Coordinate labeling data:
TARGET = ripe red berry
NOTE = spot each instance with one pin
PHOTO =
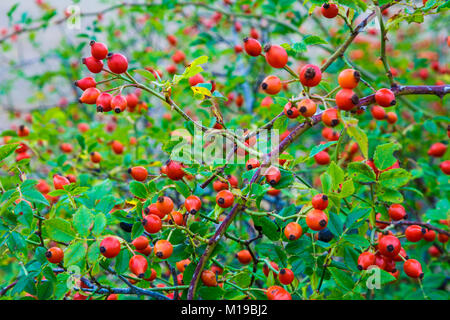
(307, 108)
(174, 170)
(414, 233)
(434, 251)
(278, 293)
(252, 47)
(316, 220)
(276, 56)
(389, 246)
(178, 56)
(397, 212)
(98, 50)
(445, 167)
(132, 101)
(146, 251)
(293, 231)
(117, 147)
(54, 255)
(119, 103)
(385, 98)
(86, 83)
(164, 205)
(194, 80)
(110, 247)
(140, 243)
(182, 264)
(66, 147)
(391, 117)
(310, 75)
(90, 96)
(252, 163)
(224, 199)
(291, 111)
(192, 204)
(273, 175)
(23, 131)
(443, 238)
(320, 201)
(413, 268)
(401, 254)
(219, 185)
(176, 217)
(329, 10)
(429, 235)
(346, 99)
(138, 265)
(271, 85)
(378, 112)
(138, 173)
(172, 39)
(437, 150)
(93, 65)
(244, 256)
(152, 209)
(286, 276)
(266, 269)
(103, 102)
(163, 249)
(209, 278)
(330, 117)
(59, 181)
(96, 157)
(117, 63)
(322, 158)
(365, 260)
(348, 78)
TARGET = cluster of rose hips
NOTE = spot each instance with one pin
(389, 249)
(105, 101)
(310, 76)
(437, 150)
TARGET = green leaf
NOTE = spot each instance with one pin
(138, 189)
(357, 240)
(389, 195)
(269, 228)
(384, 155)
(361, 139)
(82, 221)
(326, 181)
(34, 196)
(99, 224)
(45, 290)
(347, 189)
(336, 174)
(59, 230)
(335, 224)
(343, 279)
(394, 178)
(361, 172)
(312, 40)
(93, 252)
(122, 261)
(316, 149)
(7, 150)
(74, 253)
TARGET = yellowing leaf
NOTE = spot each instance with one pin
(204, 92)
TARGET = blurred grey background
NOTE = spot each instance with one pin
(28, 57)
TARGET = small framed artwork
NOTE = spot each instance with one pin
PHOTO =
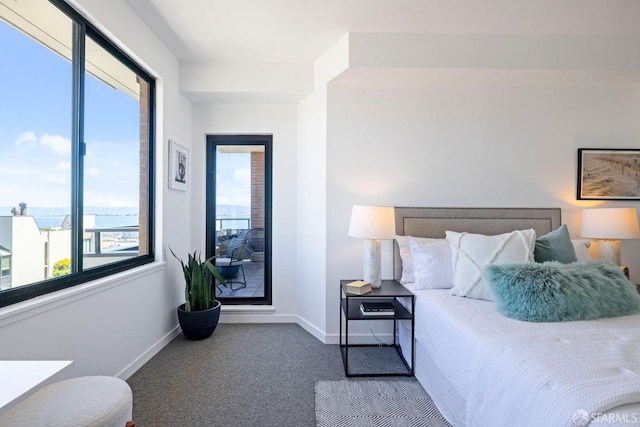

## Challenge
Swap "instance" for "occurrence" throughout all the items above and write them out again with nothing else changed. Omit the pictures from your answer.

## Answer
TARGET = ripe red berry
NOTE = spot each occurrence with one pin
PHOTO =
(307, 108)
(174, 170)
(414, 233)
(434, 251)
(278, 293)
(252, 47)
(316, 220)
(276, 56)
(389, 246)
(178, 56)
(397, 212)
(98, 50)
(445, 167)
(132, 101)
(146, 251)
(293, 231)
(117, 147)
(54, 255)
(119, 103)
(385, 98)
(86, 83)
(164, 205)
(194, 80)
(110, 247)
(140, 243)
(182, 264)
(66, 147)
(391, 117)
(310, 75)
(90, 96)
(252, 163)
(224, 199)
(291, 111)
(192, 204)
(273, 175)
(23, 131)
(443, 238)
(320, 201)
(413, 268)
(401, 254)
(219, 185)
(176, 217)
(329, 10)
(429, 235)
(346, 99)
(138, 265)
(271, 85)
(378, 112)
(138, 173)
(172, 39)
(437, 150)
(93, 65)
(244, 256)
(152, 209)
(286, 276)
(266, 269)
(103, 102)
(163, 249)
(209, 278)
(330, 117)
(59, 181)
(96, 157)
(117, 63)
(322, 158)
(365, 260)
(348, 78)
TARGET = cluster of rose hips
NOTE = spot each occurrence with one pin
(389, 249)
(105, 101)
(310, 76)
(437, 150)
TARGET = green leaf
NOTE = spot each occurrence with one pin
(138, 189)
(357, 240)
(389, 195)
(269, 228)
(384, 155)
(361, 139)
(82, 221)
(326, 181)
(34, 196)
(99, 224)
(45, 290)
(347, 189)
(336, 174)
(59, 230)
(335, 224)
(343, 279)
(394, 178)
(361, 172)
(312, 40)
(93, 252)
(122, 261)
(316, 149)
(7, 150)
(74, 253)
TARGET = yellowing leaf
NOTE = spot each occurrence with one pin
(204, 92)
TARGET = blurred grey background
NOTE = spot each occurrence with one pin
(28, 57)
TARGET = small framed artwork
NOTE = spot each occurrence with one pin
PHOTO =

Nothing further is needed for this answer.